=== EXERCISE INSTRUCTIONS ===
Reproduce the records below in their entirety, character for character.

=== Region pointing data ===
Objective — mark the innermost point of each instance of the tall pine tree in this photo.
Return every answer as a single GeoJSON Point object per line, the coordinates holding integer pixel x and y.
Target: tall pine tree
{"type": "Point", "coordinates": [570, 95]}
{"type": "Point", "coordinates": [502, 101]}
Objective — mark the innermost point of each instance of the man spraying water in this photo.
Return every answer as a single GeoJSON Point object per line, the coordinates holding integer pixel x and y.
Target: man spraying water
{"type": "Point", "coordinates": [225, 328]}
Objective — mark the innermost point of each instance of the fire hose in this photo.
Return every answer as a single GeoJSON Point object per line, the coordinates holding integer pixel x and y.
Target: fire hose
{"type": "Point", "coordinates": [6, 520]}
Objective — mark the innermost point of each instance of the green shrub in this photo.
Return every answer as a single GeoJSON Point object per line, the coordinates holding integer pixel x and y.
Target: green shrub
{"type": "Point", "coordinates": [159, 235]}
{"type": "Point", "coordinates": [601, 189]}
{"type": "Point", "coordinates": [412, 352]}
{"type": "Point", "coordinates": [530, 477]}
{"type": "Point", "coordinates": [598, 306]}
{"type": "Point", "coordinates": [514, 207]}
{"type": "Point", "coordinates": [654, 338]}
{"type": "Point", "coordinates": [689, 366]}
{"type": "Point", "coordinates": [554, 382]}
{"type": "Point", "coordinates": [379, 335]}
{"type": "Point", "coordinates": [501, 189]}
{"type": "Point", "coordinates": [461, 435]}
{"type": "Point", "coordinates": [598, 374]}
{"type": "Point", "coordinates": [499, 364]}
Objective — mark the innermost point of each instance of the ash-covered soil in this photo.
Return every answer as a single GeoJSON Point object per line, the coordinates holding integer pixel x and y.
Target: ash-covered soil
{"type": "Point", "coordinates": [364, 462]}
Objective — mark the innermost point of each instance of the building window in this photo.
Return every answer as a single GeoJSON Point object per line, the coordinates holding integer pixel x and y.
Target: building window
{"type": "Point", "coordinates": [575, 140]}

=== ANSWER SECTION ===
Objective — mark the innermost point of each instance of the tall pine tree in this photo.
Return every answer as a single GeoJSON Point object per line, the coordinates holding integer pixel x and y.
Target: tall pine tree
{"type": "Point", "coordinates": [570, 95]}
{"type": "Point", "coordinates": [502, 101]}
Objective — mark the innermost point of each instance of the man spraying water in this photo.
Return every answer as a single GeoJSON Point object per line, the coordinates holding integer pixel x and y.
Target: man spraying water
{"type": "Point", "coordinates": [225, 328]}
Objective — mark the innermost point of each instance of the fire hose in this photo.
Return every answer as a single GeoJSON Point object per line, the coordinates holding integer pixel x and y.
Target: fire hose
{"type": "Point", "coordinates": [6, 520]}
Objective — mark the innermost point of each instance of the green shrub in this photo.
Return every answer as a single GeoJSON Point object per line, the coordinates holding integer pixel x and y.
Target: green shrub
{"type": "Point", "coordinates": [159, 235]}
{"type": "Point", "coordinates": [601, 189]}
{"type": "Point", "coordinates": [412, 352]}
{"type": "Point", "coordinates": [530, 477]}
{"type": "Point", "coordinates": [598, 306]}
{"type": "Point", "coordinates": [514, 207]}
{"type": "Point", "coordinates": [654, 338]}
{"type": "Point", "coordinates": [689, 366]}
{"type": "Point", "coordinates": [554, 382]}
{"type": "Point", "coordinates": [379, 335]}
{"type": "Point", "coordinates": [501, 189]}
{"type": "Point", "coordinates": [461, 435]}
{"type": "Point", "coordinates": [598, 374]}
{"type": "Point", "coordinates": [499, 364]}
Objective — mark the innermost point of each instance of the ash-covered soil in this photo.
Return every answer as a single GeoJSON Point object per line, the coordinates holding integer pixel x and y.
Target: ash-covered soil
{"type": "Point", "coordinates": [364, 462]}
Objective — mark the innermost point of each instance of the building window in this photo.
Return every answer as a single GeoJSON Point object per line, the coordinates holding integer pixel x and y.
Target: building window
{"type": "Point", "coordinates": [575, 140]}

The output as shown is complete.